> [Work item]:
What is needed is an exact reproduction of the lines from the one that contains "Query: patio table" through the end of the data, both included and nothing else, with pictures omitted.

Supplied records START

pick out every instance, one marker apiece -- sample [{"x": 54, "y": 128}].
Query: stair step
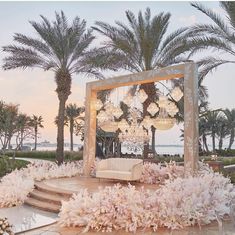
[
  {"x": 45, "y": 206},
  {"x": 40, "y": 186},
  {"x": 47, "y": 197}
]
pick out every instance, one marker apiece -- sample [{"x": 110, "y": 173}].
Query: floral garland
[
  {"x": 179, "y": 202},
  {"x": 5, "y": 227}
]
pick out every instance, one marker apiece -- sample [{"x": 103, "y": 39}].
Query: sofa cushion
[
  {"x": 122, "y": 164},
  {"x": 111, "y": 174}
]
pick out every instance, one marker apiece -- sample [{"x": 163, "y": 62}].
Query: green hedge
[
  {"x": 47, "y": 155},
  {"x": 7, "y": 165}
]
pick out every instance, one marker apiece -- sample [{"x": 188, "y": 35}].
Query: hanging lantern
[
  {"x": 142, "y": 95},
  {"x": 163, "y": 101},
  {"x": 128, "y": 99},
  {"x": 152, "y": 109},
  {"x": 99, "y": 104},
  {"x": 102, "y": 116},
  {"x": 163, "y": 121},
  {"x": 123, "y": 125},
  {"x": 117, "y": 112},
  {"x": 109, "y": 108},
  {"x": 176, "y": 94},
  {"x": 109, "y": 126},
  {"x": 172, "y": 109},
  {"x": 147, "y": 122}
]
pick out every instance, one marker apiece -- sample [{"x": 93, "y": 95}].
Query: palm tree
[
  {"x": 72, "y": 112},
  {"x": 219, "y": 35},
  {"x": 212, "y": 119},
  {"x": 140, "y": 46},
  {"x": 203, "y": 132},
  {"x": 23, "y": 129},
  {"x": 36, "y": 123},
  {"x": 222, "y": 129},
  {"x": 230, "y": 114},
  {"x": 61, "y": 48}
]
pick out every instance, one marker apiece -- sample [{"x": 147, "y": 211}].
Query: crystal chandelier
[
  {"x": 147, "y": 122},
  {"x": 142, "y": 95},
  {"x": 176, "y": 94},
  {"x": 172, "y": 109},
  {"x": 123, "y": 125},
  {"x": 109, "y": 126},
  {"x": 163, "y": 121},
  {"x": 134, "y": 134},
  {"x": 99, "y": 104},
  {"x": 117, "y": 112},
  {"x": 128, "y": 99},
  {"x": 152, "y": 109}
]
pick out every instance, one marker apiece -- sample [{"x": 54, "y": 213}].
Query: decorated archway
[{"x": 188, "y": 71}]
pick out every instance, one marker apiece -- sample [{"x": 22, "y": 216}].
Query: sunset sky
[{"x": 34, "y": 89}]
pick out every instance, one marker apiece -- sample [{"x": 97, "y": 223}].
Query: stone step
[
  {"x": 45, "y": 206},
  {"x": 47, "y": 197},
  {"x": 40, "y": 186}
]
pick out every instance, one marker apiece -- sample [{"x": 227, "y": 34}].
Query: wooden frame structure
[{"x": 187, "y": 70}]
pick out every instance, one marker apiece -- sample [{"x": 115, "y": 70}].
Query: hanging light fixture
[
  {"x": 142, "y": 95},
  {"x": 128, "y": 99},
  {"x": 123, "y": 125},
  {"x": 147, "y": 122},
  {"x": 117, "y": 112},
  {"x": 163, "y": 121},
  {"x": 152, "y": 109},
  {"x": 109, "y": 126},
  {"x": 176, "y": 94},
  {"x": 163, "y": 101},
  {"x": 99, "y": 104},
  {"x": 172, "y": 109},
  {"x": 102, "y": 116}
]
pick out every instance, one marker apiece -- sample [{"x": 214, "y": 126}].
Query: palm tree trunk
[
  {"x": 35, "y": 139},
  {"x": 205, "y": 142},
  {"x": 220, "y": 142},
  {"x": 60, "y": 132},
  {"x": 213, "y": 141},
  {"x": 153, "y": 129},
  {"x": 63, "y": 81},
  {"x": 231, "y": 140},
  {"x": 71, "y": 134}
]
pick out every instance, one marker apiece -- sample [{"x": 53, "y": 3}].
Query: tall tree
[
  {"x": 36, "y": 123},
  {"x": 60, "y": 47},
  {"x": 141, "y": 45},
  {"x": 230, "y": 114},
  {"x": 219, "y": 35},
  {"x": 211, "y": 119},
  {"x": 72, "y": 113},
  {"x": 23, "y": 129}
]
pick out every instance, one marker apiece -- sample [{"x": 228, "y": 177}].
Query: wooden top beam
[{"x": 176, "y": 71}]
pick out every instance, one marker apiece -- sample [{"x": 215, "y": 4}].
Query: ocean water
[{"x": 167, "y": 149}]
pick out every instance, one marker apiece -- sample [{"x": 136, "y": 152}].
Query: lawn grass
[{"x": 8, "y": 165}]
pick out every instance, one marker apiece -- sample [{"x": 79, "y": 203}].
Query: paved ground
[
  {"x": 25, "y": 217},
  {"x": 227, "y": 229},
  {"x": 76, "y": 183}
]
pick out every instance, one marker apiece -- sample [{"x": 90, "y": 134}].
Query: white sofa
[{"x": 120, "y": 168}]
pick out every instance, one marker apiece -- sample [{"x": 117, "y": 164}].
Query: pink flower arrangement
[
  {"x": 15, "y": 186},
  {"x": 179, "y": 202}
]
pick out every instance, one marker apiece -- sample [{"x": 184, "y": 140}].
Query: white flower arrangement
[
  {"x": 179, "y": 202},
  {"x": 5, "y": 227}
]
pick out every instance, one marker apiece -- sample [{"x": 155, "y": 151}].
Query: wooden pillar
[
  {"x": 190, "y": 118},
  {"x": 90, "y": 130}
]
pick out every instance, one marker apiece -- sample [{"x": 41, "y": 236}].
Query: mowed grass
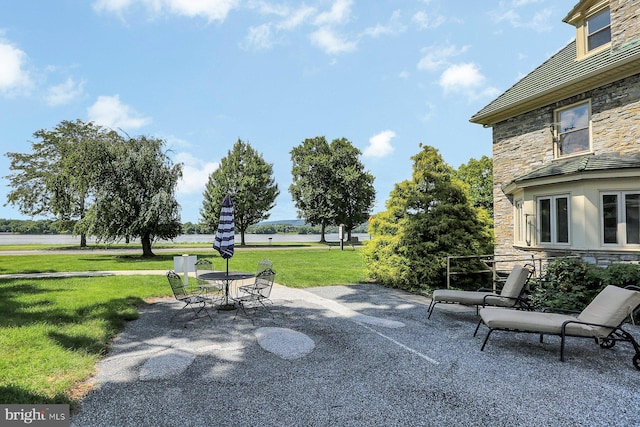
[
  {"x": 294, "y": 267},
  {"x": 53, "y": 331}
]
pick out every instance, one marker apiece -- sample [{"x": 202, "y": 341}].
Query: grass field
[{"x": 53, "y": 331}]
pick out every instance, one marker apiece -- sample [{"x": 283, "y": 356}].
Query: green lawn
[
  {"x": 296, "y": 268},
  {"x": 53, "y": 331}
]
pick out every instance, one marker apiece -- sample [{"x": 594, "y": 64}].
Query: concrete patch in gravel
[
  {"x": 377, "y": 321},
  {"x": 166, "y": 364},
  {"x": 285, "y": 343}
]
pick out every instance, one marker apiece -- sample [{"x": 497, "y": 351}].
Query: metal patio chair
[
  {"x": 258, "y": 293},
  {"x": 212, "y": 290},
  {"x": 601, "y": 320},
  {"x": 197, "y": 303}
]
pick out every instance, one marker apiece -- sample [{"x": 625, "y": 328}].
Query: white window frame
[
  {"x": 589, "y": 34},
  {"x": 519, "y": 228},
  {"x": 559, "y": 132},
  {"x": 553, "y": 219},
  {"x": 621, "y": 213}
]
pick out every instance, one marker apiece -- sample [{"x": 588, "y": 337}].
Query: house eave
[
  {"x": 596, "y": 78},
  {"x": 513, "y": 186}
]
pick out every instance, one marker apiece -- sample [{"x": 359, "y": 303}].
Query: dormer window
[
  {"x": 598, "y": 30},
  {"x": 572, "y": 130},
  {"x": 592, "y": 20}
]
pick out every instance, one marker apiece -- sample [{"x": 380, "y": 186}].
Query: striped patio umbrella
[{"x": 224, "y": 240}]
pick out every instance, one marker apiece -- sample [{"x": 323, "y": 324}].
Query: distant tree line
[
  {"x": 191, "y": 228},
  {"x": 43, "y": 226}
]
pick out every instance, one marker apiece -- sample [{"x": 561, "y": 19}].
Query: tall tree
[
  {"x": 135, "y": 194},
  {"x": 248, "y": 179},
  {"x": 330, "y": 185},
  {"x": 57, "y": 178},
  {"x": 478, "y": 176},
  {"x": 428, "y": 218},
  {"x": 352, "y": 193},
  {"x": 312, "y": 182}
]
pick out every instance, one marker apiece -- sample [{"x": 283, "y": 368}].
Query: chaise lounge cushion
[{"x": 610, "y": 307}]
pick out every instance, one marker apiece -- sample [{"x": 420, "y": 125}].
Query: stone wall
[
  {"x": 625, "y": 22},
  {"x": 524, "y": 143}
]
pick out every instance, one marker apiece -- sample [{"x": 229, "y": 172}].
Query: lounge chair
[
  {"x": 602, "y": 319},
  {"x": 511, "y": 295}
]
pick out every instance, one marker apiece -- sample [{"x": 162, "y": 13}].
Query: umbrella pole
[{"x": 227, "y": 283}]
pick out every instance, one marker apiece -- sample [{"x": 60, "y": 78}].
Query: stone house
[{"x": 566, "y": 144}]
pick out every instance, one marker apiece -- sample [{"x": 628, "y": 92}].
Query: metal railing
[{"x": 498, "y": 265}]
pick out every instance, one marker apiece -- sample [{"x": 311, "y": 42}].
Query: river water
[{"x": 65, "y": 239}]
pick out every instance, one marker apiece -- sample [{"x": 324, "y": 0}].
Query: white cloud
[
  {"x": 466, "y": 79},
  {"x": 461, "y": 76},
  {"x": 296, "y": 18},
  {"x": 339, "y": 14},
  {"x": 438, "y": 57},
  {"x": 394, "y": 26},
  {"x": 259, "y": 37},
  {"x": 380, "y": 144},
  {"x": 64, "y": 93},
  {"x": 212, "y": 10},
  {"x": 427, "y": 21},
  {"x": 195, "y": 173},
  {"x": 110, "y": 112},
  {"x": 539, "y": 20},
  {"x": 327, "y": 40},
  {"x": 13, "y": 76}
]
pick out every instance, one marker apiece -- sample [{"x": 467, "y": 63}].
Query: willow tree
[
  {"x": 428, "y": 217},
  {"x": 246, "y": 177},
  {"x": 58, "y": 177},
  {"x": 135, "y": 194}
]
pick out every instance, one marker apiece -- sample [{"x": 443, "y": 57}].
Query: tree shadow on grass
[{"x": 11, "y": 394}]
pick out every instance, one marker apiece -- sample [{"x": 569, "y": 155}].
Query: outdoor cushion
[
  {"x": 610, "y": 307},
  {"x": 528, "y": 321}
]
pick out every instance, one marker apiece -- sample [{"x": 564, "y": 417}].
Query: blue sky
[{"x": 385, "y": 74}]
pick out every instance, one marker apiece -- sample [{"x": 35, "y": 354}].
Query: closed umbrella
[{"x": 224, "y": 240}]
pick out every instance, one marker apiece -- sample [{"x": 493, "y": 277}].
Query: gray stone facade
[
  {"x": 524, "y": 143},
  {"x": 625, "y": 22}
]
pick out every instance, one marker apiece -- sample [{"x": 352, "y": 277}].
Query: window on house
[
  {"x": 553, "y": 219},
  {"x": 519, "y": 221},
  {"x": 572, "y": 130},
  {"x": 598, "y": 30},
  {"x": 621, "y": 218}
]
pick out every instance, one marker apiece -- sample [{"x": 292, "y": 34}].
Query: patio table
[{"x": 227, "y": 278}]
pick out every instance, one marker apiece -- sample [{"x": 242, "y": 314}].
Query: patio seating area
[{"x": 353, "y": 355}]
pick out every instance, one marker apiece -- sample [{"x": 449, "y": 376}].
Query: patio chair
[
  {"x": 601, "y": 320},
  {"x": 195, "y": 302},
  {"x": 258, "y": 293},
  {"x": 264, "y": 265},
  {"x": 513, "y": 293},
  {"x": 213, "y": 290}
]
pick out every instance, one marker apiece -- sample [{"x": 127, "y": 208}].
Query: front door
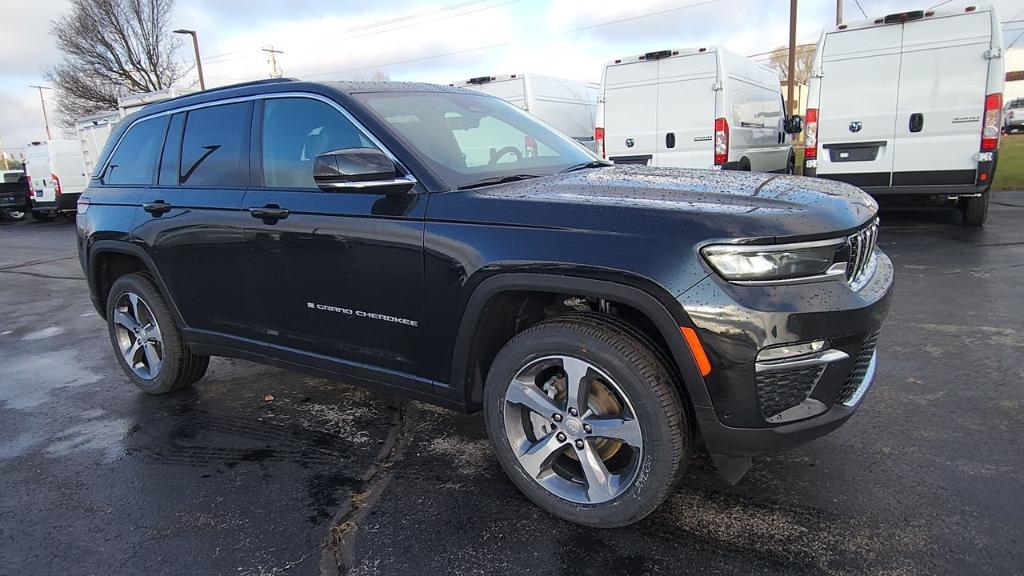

Supplied records END

> [Exercise result]:
Query: patio table
[{"x": 227, "y": 278}]
pick out every instance, one marker apiece -- sample [{"x": 242, "y": 314}].
Query: patio seating area
[{"x": 353, "y": 355}]
pick out every instance, one marker apiece -- sample [{"x": 449, "y": 376}].
Query: patio chair
[
  {"x": 601, "y": 320},
  {"x": 195, "y": 302},
  {"x": 258, "y": 293},
  {"x": 264, "y": 265},
  {"x": 513, "y": 293},
  {"x": 213, "y": 290}
]
pick out every instance, one marker apiece -- sample [{"x": 127, "y": 208}].
Query: front door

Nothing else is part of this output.